— Problem to solve —
Reproduce verbatim only the line that holds "Category: tall light pole" and the lines that follow it to the end of the listing.
[Available data Boundary: Start]
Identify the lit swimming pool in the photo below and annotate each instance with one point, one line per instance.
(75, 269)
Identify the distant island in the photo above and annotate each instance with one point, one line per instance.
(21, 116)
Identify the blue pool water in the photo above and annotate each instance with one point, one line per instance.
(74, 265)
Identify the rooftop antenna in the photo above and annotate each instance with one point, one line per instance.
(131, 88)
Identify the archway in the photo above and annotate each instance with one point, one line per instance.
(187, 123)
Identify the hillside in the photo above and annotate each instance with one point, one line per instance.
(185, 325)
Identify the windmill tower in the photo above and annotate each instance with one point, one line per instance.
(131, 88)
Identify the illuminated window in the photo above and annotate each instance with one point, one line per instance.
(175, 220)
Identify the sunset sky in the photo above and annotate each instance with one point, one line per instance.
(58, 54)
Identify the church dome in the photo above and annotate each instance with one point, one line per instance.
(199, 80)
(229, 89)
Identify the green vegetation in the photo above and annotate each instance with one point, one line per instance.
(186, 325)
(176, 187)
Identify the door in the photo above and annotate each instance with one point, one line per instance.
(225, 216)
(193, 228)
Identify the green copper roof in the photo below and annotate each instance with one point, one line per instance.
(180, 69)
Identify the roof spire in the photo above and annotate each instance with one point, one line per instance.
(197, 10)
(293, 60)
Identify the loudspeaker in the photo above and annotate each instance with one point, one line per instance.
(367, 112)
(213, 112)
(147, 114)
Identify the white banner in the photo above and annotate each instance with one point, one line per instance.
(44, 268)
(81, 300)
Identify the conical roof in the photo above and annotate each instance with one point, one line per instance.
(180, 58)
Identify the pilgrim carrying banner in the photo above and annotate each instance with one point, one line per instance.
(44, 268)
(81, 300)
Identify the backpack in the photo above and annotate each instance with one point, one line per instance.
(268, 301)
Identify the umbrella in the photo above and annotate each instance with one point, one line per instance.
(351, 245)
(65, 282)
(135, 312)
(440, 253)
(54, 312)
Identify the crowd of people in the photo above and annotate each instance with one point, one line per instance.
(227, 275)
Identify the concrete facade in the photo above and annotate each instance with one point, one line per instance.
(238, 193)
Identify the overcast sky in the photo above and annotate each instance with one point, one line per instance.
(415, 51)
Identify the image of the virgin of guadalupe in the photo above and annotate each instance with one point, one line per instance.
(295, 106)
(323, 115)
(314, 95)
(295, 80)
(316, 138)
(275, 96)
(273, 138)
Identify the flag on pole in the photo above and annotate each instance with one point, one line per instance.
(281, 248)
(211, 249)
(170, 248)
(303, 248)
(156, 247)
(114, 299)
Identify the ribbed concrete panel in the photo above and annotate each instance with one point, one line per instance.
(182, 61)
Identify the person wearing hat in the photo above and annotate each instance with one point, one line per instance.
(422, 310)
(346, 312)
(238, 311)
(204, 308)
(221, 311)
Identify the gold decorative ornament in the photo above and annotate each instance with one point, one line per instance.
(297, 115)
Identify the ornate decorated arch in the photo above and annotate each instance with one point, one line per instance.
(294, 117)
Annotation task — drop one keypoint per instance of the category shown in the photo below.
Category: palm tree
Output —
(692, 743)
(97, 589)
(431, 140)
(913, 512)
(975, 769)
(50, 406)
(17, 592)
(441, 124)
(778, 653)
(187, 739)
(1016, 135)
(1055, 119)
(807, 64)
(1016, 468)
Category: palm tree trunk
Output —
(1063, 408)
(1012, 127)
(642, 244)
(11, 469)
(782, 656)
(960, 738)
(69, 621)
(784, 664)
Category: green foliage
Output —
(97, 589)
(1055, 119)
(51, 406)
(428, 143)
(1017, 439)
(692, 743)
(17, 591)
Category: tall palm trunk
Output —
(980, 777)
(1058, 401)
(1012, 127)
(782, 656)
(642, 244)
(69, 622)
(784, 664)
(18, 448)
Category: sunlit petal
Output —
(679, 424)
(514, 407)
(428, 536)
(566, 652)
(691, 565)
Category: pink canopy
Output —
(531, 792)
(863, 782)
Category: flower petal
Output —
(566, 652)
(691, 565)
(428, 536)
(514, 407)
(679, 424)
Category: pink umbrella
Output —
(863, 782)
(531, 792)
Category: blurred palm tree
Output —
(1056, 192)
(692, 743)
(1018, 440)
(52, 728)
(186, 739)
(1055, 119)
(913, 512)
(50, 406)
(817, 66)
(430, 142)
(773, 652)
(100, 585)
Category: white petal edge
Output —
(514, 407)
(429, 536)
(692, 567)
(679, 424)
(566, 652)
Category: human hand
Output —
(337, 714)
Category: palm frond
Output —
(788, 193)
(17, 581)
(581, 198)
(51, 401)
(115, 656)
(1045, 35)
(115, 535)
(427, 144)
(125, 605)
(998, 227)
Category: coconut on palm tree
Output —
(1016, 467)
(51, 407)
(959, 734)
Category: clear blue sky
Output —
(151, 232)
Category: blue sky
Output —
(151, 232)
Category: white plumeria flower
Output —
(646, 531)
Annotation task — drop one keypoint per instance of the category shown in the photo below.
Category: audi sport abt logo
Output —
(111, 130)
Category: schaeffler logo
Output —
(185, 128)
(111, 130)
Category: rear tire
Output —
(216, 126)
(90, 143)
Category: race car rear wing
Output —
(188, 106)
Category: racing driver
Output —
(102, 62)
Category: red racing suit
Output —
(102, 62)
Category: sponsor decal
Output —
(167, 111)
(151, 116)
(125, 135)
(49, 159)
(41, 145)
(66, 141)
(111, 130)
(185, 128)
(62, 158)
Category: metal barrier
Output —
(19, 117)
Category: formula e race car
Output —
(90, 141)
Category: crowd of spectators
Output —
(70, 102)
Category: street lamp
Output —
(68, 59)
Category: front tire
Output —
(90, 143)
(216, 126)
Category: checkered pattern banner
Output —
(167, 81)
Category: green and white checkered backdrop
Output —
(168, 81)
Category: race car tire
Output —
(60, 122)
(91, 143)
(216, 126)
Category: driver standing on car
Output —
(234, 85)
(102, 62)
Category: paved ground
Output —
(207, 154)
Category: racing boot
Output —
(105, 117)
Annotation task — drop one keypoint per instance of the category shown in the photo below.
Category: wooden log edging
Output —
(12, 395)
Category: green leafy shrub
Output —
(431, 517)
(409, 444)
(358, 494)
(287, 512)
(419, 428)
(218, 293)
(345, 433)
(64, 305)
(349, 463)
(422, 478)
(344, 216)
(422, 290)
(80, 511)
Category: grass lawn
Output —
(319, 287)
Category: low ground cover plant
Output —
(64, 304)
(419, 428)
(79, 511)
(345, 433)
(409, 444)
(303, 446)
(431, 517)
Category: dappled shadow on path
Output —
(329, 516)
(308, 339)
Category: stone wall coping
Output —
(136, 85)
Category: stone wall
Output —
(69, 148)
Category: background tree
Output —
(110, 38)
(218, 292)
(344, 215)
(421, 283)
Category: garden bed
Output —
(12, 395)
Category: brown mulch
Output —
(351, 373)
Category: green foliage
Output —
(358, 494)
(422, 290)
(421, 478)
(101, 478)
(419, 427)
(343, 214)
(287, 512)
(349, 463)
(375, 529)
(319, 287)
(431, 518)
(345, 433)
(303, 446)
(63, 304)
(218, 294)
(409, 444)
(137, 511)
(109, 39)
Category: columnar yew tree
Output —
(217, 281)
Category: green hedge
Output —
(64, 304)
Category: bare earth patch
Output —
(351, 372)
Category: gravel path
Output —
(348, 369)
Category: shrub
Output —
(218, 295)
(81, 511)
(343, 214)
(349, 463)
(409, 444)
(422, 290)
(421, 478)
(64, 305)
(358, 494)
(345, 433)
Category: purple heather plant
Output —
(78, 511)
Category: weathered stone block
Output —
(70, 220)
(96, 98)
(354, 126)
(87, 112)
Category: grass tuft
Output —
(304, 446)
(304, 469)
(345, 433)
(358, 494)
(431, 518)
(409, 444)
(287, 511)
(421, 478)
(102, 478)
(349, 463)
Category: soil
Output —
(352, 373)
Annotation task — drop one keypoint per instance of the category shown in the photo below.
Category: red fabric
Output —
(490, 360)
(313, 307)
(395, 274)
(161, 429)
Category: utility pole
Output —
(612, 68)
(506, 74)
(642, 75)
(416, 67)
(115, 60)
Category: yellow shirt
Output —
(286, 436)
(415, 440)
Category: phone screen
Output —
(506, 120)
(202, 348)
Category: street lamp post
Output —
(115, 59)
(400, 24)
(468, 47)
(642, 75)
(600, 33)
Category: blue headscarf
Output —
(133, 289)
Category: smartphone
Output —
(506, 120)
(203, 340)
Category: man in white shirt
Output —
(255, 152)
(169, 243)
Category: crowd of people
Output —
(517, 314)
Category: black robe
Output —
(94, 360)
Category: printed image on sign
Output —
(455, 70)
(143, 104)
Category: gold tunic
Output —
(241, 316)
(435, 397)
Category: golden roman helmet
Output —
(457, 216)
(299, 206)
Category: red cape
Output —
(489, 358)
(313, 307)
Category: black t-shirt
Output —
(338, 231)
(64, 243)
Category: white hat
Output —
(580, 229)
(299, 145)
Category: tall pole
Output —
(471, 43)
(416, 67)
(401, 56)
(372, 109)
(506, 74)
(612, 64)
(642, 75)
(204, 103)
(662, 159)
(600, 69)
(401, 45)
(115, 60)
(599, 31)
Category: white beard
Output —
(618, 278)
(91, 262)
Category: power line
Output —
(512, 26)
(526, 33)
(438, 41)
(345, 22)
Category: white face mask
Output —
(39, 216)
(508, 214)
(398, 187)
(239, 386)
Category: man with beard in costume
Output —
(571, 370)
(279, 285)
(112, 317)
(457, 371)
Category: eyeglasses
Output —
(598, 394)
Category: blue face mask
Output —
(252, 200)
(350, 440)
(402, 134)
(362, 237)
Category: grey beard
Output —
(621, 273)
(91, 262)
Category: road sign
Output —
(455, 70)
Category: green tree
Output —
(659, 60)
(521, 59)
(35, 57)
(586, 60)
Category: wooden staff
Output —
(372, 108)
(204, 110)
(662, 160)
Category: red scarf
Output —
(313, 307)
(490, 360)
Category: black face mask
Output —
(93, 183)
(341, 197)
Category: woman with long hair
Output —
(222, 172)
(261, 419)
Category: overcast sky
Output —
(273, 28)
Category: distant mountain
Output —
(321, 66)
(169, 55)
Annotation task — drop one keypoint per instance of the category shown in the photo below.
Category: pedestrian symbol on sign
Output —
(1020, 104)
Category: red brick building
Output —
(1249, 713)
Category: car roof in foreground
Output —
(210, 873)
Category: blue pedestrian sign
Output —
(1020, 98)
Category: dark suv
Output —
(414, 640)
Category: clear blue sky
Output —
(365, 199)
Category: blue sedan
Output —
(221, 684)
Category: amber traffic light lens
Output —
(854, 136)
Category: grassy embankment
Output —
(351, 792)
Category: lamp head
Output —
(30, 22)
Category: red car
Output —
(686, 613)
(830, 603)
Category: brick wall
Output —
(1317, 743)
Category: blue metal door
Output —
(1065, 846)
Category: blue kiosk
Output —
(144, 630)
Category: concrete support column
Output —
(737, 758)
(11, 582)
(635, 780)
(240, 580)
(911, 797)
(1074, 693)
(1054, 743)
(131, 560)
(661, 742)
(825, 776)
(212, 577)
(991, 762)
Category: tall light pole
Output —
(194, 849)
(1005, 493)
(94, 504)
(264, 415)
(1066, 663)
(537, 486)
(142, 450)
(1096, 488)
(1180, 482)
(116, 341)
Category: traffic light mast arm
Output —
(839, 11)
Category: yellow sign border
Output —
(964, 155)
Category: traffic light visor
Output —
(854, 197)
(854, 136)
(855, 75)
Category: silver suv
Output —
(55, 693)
[Available data Boundary: End]
— Response —
Category: tall light pole
Output —
(194, 849)
(1005, 493)
(94, 504)
(264, 415)
(1066, 663)
(537, 486)
(142, 450)
(1096, 488)
(1180, 482)
(116, 341)
Category: traffic light mast arm
Output —
(839, 11)
Category: yellow sign border
Output —
(964, 155)
Category: traffic light visor
Output —
(854, 197)
(854, 136)
(855, 75)
Category: silver suv
Output —
(55, 693)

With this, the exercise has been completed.